▶ QUOTED TEXT:
---------------

Defining Scope and Objectives of the Project

Clearly defining the scope and objectives of a project is one of the most important stages in business analysis solutions. Project scoping is identified as a key start-up activity for any successful software development project.

Scope of a project is often wrongly associated with stating of project cost and time schedule. But time and costs of a project are merely outcomes of project scope.

Defining project scope entails developing and documenting a clear understanding on 'why' the project is being done and 'what' it plans to achieve. Thus a detailed project scoping should clarify and document the following elements:

  • Purpose of the project
  • Goals of the project
  • Enterprise elements included in the project and those that are not
  • Assumptions on which the project is based
  • Implementation options

The project scope should be documented in as much detail as is possible. Business analysts should use diagrammatic representations where necessary to make all aspects of the scoping clear to all stakeholders and project teams.

Business analytics techniques for defining project scope approach the process from different perspectives. The main scoping techniques deployed at O2I are:

  • Definition of project deliverables/outcomes
  • Definition of project functionality
  • Definition of Technical Structure of the project

Requirements Gathering

Trends in business analysis solutions advocate the identification of the 'users' or 'stakeholders' of the proposed application, before going into the detailed requirements gathering process. Business analytics processes are streamlined when business analysts identify exactly who the 'end-users' or 'stakeholders' are and by approaching only the relevant people for requirements gathering.

---------------

▶ SOURCE DATA:

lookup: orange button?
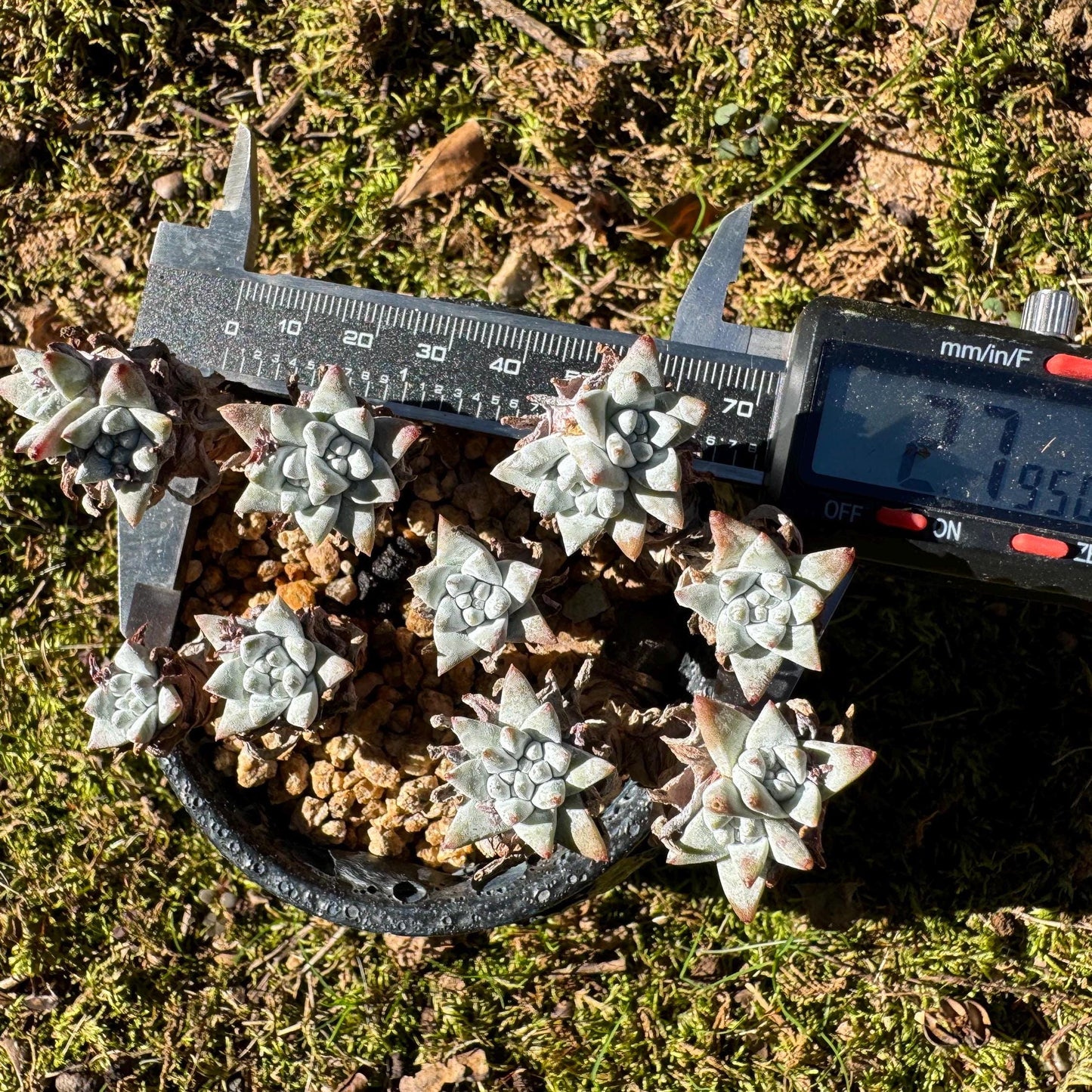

---------------

▶ EXERCISE:
Resume the business analysis text on project scope and requirements gathering, continuing from the sentence ending "approaching only the relevant people for requirements gathering."

▶ RESPONSE TO THE TASK:
Stake-holder interviews, focus group studies, use cases, data flow diagrams, prototypes etc are business analytics tools in use for requirements gathering. Existing corporate documentation such as process flow charts, training modules, user manuals and research findings are also referred to, in order to make the requirements gathering as detailed and exhaustive as possible.

Requirements Analysis and Documentation

Once the software requirements are elicited, they are thoroughly analyzed by business analysts. Requirements analysis helps review, validate and assess the feasibility of requirements. Some of the techniques used for requirements analysis are requirements animation, automated reasoning, analogical and case-based reasoning.

Business analysts document the Software Requirements Specification based on the results of the requirements analysis. Software requirement specifications serves as the base for the software design and development and can run into many pages depending on the complexity of the software application, size of the user groups and number of users.

A well-written software requirements specification not only lists out stakeholders' requirements but also communicates these requirements to the technical community for design and development of the system.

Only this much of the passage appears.